Extrayez de la page, sans rien y modifier, le passage qui commence à « samedi 21 novembre » et se termine à « s'agissait d'un mariage. ».

→ **PAGE**
================================

Et du coup ça me fait faire des messages ennuyeux, tout cet ennui !

samedi 21 novembre 2009

La bête immonde

Tout à l'heure, alors que j'accompagnais ma plus jeune fille à la gare, la rue s'est remplie de coups de klaxon appuyés, des voitures sont passées avec des gens qui criaient et saluaient assis par la fenêtre ouverte, certains enroulés dans des drapeaux rouges et verts avec un croissant. Au milieu, j'ai vu une voiture couverte de fleurs, il s'agissait d'un mariage.
Et ma première pensée a été de me demander pourquoi ils m'agressaient avec ce bruit et ces drapeaux, comme si cette affirmation d'une identité étrangère un peu bruyante était dirigée contre ceux qui n'avaient pas le même drapeau.
Et ma deuxième pensée a été de me dire que j'avais juste à partager leur joie et à répondre à leurs saluts, que rien n'était hostile dans tout ça et que ce serait bien d'être heureux ensemble.

================================

→ **DONNÉES FOURNIES**
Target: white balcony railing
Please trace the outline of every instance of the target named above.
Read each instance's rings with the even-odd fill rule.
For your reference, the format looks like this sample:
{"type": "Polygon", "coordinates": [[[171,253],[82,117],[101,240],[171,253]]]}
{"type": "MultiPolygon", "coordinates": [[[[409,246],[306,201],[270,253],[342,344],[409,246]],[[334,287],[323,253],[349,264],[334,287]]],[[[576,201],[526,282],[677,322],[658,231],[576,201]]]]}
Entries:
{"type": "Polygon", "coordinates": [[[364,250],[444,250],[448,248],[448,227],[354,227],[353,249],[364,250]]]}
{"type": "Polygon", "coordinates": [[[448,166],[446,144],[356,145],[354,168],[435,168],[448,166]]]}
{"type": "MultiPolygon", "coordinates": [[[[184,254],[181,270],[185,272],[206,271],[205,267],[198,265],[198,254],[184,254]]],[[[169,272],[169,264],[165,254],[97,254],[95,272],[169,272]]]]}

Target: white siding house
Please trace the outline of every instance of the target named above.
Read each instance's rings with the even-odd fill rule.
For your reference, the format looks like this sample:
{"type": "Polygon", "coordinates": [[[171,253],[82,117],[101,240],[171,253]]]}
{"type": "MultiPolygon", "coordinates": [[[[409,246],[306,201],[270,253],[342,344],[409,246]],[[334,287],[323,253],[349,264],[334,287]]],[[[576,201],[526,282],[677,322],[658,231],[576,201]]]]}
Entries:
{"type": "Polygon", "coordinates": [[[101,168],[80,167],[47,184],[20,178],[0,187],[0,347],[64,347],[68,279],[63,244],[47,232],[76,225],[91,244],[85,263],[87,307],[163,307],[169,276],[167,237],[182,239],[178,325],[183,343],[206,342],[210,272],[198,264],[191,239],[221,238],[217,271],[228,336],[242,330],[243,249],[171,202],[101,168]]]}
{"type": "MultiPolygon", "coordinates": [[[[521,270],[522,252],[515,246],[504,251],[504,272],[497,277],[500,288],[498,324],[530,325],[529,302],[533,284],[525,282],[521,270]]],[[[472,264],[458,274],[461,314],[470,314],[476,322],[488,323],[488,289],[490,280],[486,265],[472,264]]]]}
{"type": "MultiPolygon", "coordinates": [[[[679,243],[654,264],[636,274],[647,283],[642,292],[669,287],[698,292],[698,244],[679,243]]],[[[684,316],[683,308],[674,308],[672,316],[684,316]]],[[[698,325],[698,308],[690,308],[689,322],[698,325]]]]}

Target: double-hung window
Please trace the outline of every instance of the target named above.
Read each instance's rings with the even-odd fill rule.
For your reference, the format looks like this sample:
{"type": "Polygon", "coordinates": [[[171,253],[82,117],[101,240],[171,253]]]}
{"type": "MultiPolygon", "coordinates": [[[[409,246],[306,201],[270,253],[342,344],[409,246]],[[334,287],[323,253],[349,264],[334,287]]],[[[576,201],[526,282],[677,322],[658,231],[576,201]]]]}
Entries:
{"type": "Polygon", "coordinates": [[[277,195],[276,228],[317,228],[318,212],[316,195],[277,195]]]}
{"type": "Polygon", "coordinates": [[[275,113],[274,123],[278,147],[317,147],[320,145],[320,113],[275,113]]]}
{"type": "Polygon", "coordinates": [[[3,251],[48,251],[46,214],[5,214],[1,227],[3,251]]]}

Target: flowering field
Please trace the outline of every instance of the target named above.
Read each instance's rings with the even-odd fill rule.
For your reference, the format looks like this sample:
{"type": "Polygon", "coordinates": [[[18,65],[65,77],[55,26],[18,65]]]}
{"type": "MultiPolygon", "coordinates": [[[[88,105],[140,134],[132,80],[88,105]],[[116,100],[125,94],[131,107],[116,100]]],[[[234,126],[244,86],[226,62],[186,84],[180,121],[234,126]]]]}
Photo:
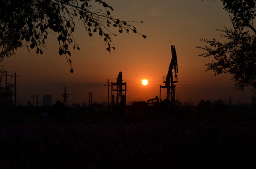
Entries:
{"type": "Polygon", "coordinates": [[[244,168],[256,121],[0,122],[1,169],[244,168]]]}

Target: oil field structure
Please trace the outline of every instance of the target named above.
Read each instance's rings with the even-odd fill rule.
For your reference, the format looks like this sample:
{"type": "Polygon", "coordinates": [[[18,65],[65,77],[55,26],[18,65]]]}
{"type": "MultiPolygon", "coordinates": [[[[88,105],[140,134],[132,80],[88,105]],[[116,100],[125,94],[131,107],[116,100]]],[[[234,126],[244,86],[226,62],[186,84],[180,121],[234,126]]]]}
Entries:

================================

→ **CORRIGÉ**
samedi 21 novembre 2009

La bête immonde

Tout à l'heure, alors que j'accompagnais ma plus jeune fille à la gare, la rue s'est remplie de coups de klaxon appuyés, des voitures sont passées avec des gens qui criaient et saluaient assis par la fenêtre ouverte, certains enroulés dans des drapeaux rouges et verts avec un croissant. Au milieu, j'ai vu une voiture couverte de fleurs, il s'agissait d'un mariage.